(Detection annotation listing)
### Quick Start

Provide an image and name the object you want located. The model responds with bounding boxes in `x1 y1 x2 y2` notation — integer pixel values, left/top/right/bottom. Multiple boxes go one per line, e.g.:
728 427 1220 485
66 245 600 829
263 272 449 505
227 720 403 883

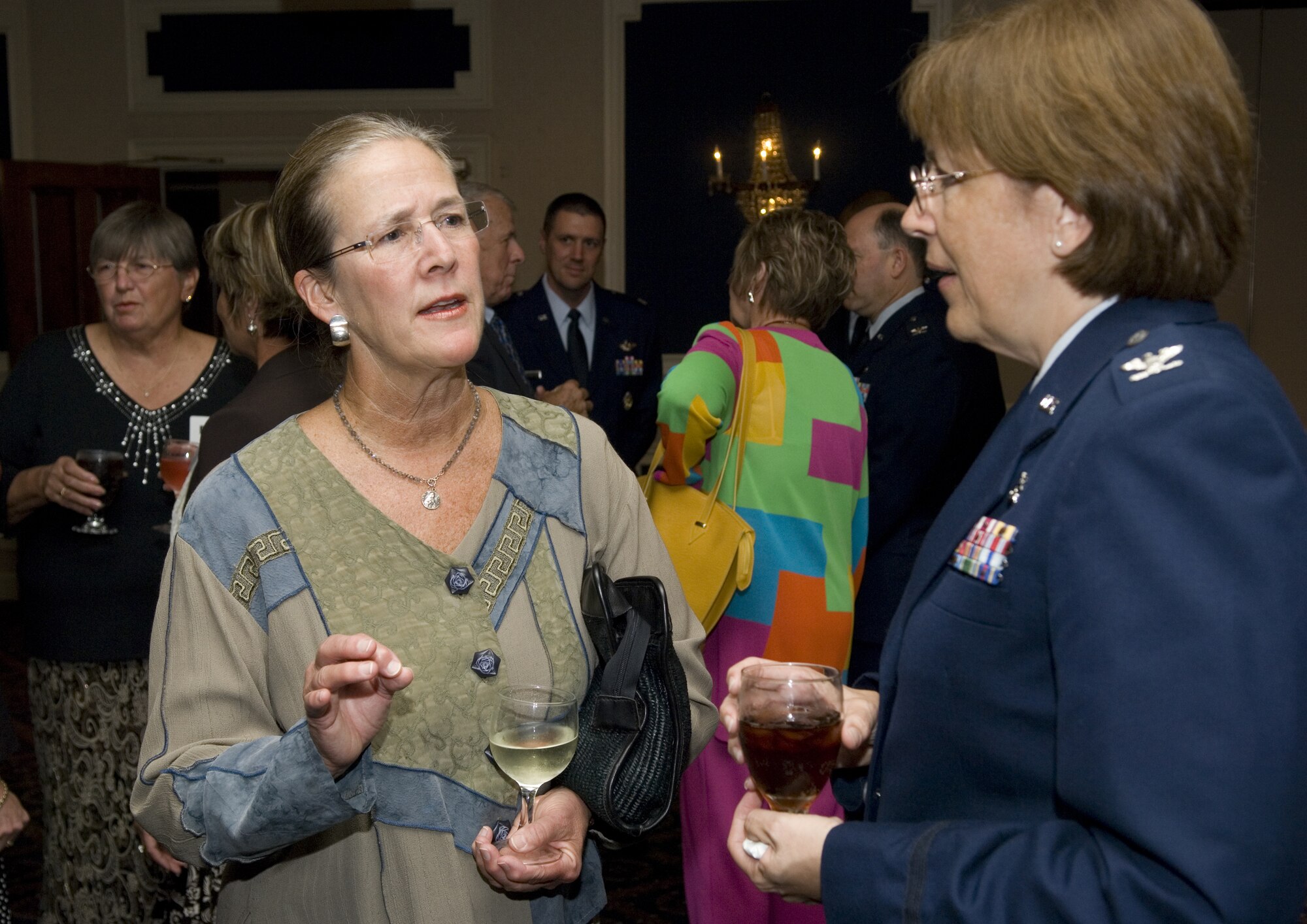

Job –
Pick out every line in the listing above that contains the string "right", and copy each of those lines.

The completed task –
Provide an image and name the object you want located. The model responds with bounding boxes in `x1 y1 x2 y2` notation — integer pixel values, left/top/right/bottom. Multiple boxes go one per line, e.g.:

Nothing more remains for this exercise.